▸ **Stated exercise**: Render this sentence from the GitLab post below in Spanish: "I thought I’d got everything sorted, and largely, I had."

— Start Excerpted text —

I love me some Dockerised GitLab. I have the full CI thing going on, with a private registry for all my Docker images that are created during the CI process.
It all works real nice.
Until that Saturday night, when suddenly, it doesn’t.
Though it sounds like I’m going off on a tangent, it’s important to this story that you know I recently I changed my home broadband ISP.
I host one of my GitLab instances at my house. All my GitLab instances are now Dockerised, managed by Rancher.
I knew that as part of switching ISPs, there might (read: 100% would) be “fun” with firewalls, and ports, and all that jazz.
I thought I’d got everything sorted, and largely, I had.
Except I decided that whilst all this commotion was taking place, I would slightly rejig my infrastructure.
I use LetsEncrypt for SSL. I use the LetsEncrypt certs for this particular GitLab’s private registry.

— End Excerpted text —
— Start Extracted information —

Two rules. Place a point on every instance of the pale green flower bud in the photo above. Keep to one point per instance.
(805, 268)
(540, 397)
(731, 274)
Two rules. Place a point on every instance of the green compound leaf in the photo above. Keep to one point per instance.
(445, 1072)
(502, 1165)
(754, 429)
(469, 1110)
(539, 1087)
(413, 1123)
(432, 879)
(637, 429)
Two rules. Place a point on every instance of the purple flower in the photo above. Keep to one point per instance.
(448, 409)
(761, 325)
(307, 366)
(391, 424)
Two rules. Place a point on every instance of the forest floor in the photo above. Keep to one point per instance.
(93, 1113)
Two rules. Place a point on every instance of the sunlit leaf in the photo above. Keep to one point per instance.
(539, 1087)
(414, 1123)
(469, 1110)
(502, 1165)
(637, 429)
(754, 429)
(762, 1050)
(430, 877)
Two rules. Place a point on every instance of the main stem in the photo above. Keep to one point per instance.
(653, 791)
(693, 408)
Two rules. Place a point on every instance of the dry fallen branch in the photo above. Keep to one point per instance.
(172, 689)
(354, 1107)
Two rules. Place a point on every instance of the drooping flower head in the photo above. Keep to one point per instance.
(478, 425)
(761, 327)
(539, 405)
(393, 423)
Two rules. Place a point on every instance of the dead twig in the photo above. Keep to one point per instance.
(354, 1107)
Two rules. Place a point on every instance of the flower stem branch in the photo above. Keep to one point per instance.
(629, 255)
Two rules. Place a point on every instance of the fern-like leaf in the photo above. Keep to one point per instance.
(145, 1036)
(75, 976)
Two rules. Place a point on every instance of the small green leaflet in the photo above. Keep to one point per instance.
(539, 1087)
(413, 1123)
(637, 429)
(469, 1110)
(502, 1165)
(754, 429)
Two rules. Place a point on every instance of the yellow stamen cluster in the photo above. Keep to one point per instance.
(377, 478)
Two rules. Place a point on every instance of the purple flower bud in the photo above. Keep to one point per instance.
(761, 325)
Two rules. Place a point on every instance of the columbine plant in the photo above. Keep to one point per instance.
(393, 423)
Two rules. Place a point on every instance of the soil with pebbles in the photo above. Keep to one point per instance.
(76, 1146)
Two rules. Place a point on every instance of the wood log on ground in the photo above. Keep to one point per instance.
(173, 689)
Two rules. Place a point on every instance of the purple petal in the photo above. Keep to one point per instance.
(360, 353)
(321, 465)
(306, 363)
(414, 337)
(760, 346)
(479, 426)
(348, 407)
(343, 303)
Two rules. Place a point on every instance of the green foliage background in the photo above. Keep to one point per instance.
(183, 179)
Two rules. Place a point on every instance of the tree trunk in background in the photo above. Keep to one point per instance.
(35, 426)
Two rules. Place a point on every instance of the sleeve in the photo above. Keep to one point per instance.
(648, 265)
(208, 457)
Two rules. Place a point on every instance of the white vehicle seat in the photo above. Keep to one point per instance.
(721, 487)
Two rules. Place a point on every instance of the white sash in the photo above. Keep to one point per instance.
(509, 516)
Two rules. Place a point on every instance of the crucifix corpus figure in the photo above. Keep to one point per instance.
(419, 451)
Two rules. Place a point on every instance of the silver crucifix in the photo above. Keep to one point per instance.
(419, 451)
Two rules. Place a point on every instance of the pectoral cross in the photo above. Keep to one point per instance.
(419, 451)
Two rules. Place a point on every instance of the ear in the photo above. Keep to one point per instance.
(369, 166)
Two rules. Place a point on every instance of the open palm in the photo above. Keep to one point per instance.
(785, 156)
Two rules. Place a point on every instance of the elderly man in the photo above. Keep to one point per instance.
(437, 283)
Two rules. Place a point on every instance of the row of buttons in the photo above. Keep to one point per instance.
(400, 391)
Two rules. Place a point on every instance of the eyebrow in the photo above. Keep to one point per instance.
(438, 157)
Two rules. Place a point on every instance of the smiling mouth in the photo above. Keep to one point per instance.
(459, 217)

— End Extracted information —

▸ **Task answer**: Pensé que lo tenía todo resuelto y, en gran parte, así era.